▸ **Work instructions**:
1. In the piece on Shadrach, Meshach and Abednego, rewrite the part from "Shadrach, Meshach and Abednego vs" to "but not worship.", putting "meeting" in place of "committee".
2. In the piece on Shadrach, Meshach and Abednego, where does the writer say all good Baptists should be sitting?

Shadrach, Meshach and Abednego vs the World
Isn’t it interesting that when Shadrach, Meshach and Abednego were confronted with government agents demanding to be worshipped (or else), they didn’t have a committee about the matter. They didn’t look through the Torah to see if, when God gave the first commandment, there was enough of a loophole to bow down, but not worship.
And it is interesting that they did not bring up the concept of “this is ok at this point because we are not in the tribulation yet.” I enjoy a good sermon, but there is something that is lacking in almost every one I hear: valid application to the people listening. Unfortunately, not every church is as nice as the one my wife and I go to, so I can’t just raise my hand and say, “hey, wait! This doesn’t just apply to a future you erroneously think we will never see!!” So, instead of shouting witty one-liners from my seat in the back row (where all good Baptists should be sitting), I break out my mobile study room and start comparing what the pastor says to what the Bible says.
And while a pastor might use such a passage to tie into “persecution coming to America,” or the loss of religious freedoms that may happen “someday,” I realize his preaching has a large error. This is because there is no freedom in America, let alone freedom of religion. Like China, there is only one acceptable religion: the religion of the State. Sure, there are churches, and temple halls, and mosques every other block, but these institutions are only acceptable so long as their preaching does not disrupt the agenda of the State. Almost every one of these are run by leaders who may be republican, democrat, or apolitical, but almost none will speak out against the institution of the State as immoral. None will speak about taxation being glorified theft. Most probably have never considered the idea that the State itself may be immoral. And many are taught that God himself established the State (Its not in the Bible, but people say it is).

▸ **Items from a dataset**:
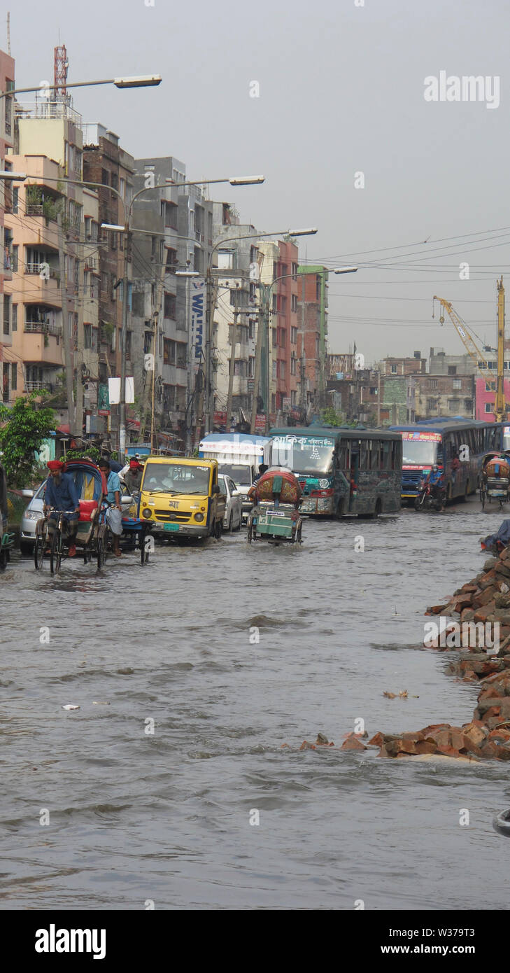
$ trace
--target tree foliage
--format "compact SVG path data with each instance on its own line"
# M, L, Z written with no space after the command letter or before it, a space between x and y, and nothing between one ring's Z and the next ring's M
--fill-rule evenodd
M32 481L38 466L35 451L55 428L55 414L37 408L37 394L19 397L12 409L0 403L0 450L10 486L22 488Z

--

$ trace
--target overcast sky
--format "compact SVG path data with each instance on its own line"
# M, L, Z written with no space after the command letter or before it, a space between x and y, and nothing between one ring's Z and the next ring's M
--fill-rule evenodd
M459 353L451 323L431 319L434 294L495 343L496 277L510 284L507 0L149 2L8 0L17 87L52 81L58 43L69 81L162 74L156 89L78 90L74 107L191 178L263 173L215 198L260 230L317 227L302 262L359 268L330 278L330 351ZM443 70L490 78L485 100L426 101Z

▸ **Solutions by task**:
1.
Shadrach, Meshach and Abednego vs the World
Isn’t it interesting that when Shadrach, Meshach and Abednego were confronted with government agents demanding to be worshipped (or else), they didn’t have a meeting about the matter. They didn’t look through the Torah to see if, when God gave the first commandment, there was enough of a loophole to bow down, but not worship.

2. In the back row.